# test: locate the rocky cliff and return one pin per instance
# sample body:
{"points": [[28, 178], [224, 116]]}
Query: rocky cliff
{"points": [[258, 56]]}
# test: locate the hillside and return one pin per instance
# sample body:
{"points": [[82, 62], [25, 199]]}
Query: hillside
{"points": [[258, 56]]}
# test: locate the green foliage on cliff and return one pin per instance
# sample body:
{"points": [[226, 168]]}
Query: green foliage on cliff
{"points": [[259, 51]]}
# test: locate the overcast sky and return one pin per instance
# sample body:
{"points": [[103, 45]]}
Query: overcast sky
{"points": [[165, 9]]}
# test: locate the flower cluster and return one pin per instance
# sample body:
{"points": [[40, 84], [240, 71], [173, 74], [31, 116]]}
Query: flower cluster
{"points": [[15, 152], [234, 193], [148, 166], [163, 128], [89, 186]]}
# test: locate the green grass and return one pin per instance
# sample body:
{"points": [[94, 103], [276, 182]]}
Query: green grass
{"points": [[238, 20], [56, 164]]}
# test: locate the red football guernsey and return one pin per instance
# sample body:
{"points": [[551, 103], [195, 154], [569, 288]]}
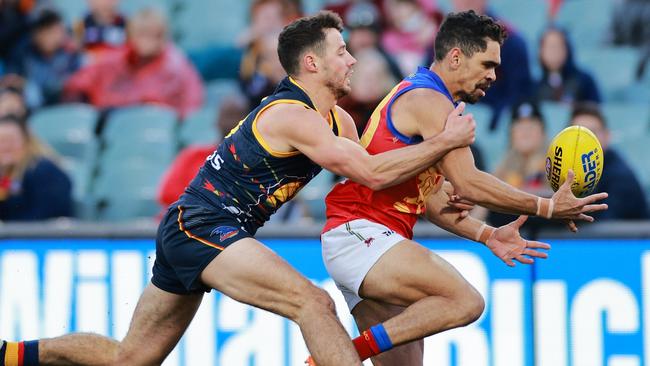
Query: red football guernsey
{"points": [[399, 206]]}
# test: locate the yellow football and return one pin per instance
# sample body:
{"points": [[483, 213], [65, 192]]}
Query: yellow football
{"points": [[578, 149]]}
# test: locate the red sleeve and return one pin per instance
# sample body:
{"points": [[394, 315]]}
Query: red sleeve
{"points": [[181, 172]]}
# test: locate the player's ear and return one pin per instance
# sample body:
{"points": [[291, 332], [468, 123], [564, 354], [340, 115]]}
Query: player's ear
{"points": [[310, 61], [455, 57]]}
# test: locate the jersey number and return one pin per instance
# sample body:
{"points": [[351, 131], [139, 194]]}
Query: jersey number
{"points": [[215, 160]]}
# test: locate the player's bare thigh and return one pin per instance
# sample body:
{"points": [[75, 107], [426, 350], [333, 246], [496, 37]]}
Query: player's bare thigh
{"points": [[368, 313], [408, 272], [159, 321], [249, 272]]}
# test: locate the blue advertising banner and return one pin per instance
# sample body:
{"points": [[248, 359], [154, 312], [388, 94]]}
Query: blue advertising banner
{"points": [[587, 305]]}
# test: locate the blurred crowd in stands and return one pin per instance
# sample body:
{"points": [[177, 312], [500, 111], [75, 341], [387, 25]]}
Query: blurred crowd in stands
{"points": [[107, 115]]}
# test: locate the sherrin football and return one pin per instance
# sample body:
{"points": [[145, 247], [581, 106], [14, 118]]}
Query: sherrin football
{"points": [[575, 148]]}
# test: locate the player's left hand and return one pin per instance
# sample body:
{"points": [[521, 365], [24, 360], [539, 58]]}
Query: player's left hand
{"points": [[506, 243], [456, 201]]}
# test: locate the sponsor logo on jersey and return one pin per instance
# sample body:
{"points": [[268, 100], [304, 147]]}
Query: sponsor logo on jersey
{"points": [[225, 232]]}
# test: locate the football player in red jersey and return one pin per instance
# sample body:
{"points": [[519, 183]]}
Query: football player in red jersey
{"points": [[397, 290]]}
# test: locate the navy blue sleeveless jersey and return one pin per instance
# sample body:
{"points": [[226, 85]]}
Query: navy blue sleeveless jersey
{"points": [[245, 178]]}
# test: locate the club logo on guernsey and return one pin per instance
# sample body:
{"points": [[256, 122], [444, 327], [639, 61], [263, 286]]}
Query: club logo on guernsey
{"points": [[225, 232]]}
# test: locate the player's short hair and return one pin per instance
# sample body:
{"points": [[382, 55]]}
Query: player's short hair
{"points": [[304, 34], [588, 109], [467, 31]]}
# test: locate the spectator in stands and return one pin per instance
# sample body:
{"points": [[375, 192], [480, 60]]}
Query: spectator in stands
{"points": [[371, 81], [261, 70], [269, 16], [46, 61], [410, 33], [631, 26], [626, 199], [14, 25], [32, 186], [562, 80], [148, 69], [523, 165], [12, 104], [102, 29], [514, 81], [190, 159]]}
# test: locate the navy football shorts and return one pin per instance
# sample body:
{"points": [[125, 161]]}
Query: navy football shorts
{"points": [[189, 237]]}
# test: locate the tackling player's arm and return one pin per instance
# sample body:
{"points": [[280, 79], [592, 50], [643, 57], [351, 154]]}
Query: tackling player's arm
{"points": [[304, 130], [429, 109], [504, 242]]}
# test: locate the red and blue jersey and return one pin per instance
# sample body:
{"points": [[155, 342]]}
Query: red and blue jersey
{"points": [[399, 206]]}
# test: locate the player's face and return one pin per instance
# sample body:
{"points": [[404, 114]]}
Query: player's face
{"points": [[479, 72], [338, 62]]}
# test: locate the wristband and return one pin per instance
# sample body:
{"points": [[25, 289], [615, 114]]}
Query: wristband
{"points": [[483, 233]]}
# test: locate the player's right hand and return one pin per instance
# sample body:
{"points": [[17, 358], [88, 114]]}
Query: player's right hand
{"points": [[568, 206], [460, 128]]}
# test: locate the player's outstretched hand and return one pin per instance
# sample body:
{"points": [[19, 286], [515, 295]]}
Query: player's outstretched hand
{"points": [[506, 243], [460, 128], [568, 206]]}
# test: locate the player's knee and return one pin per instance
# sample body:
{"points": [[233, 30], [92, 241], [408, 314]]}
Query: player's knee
{"points": [[472, 306], [315, 300]]}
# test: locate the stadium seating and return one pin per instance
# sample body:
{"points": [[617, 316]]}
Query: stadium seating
{"points": [[556, 117], [313, 194], [199, 23], [200, 127], [141, 131], [612, 67], [635, 150], [127, 189], [626, 121], [138, 145], [216, 90], [587, 21], [69, 130]]}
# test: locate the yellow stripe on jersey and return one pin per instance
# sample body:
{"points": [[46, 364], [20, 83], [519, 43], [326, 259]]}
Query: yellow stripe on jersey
{"points": [[260, 139], [375, 118], [337, 120], [11, 354]]}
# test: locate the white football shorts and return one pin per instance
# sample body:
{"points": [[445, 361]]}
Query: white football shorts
{"points": [[351, 249]]}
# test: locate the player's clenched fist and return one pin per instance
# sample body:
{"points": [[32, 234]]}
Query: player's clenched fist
{"points": [[461, 128]]}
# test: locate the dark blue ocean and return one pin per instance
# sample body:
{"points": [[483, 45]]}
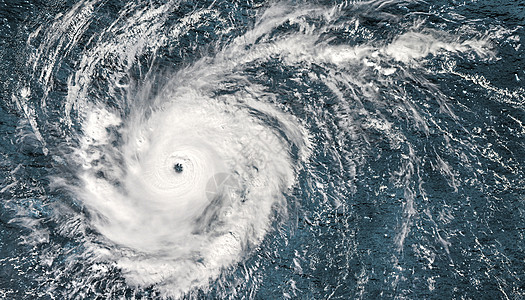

----

Directions for this task: Skip all pictures. Then give again, exactly, each line from the line holding "# test: locate the dark" through the last line of the listing above, both ends included.

Result of this task:
# test: locate the dark blue ocean and return one pin per instance
# sample body:
{"points": [[483, 45]]}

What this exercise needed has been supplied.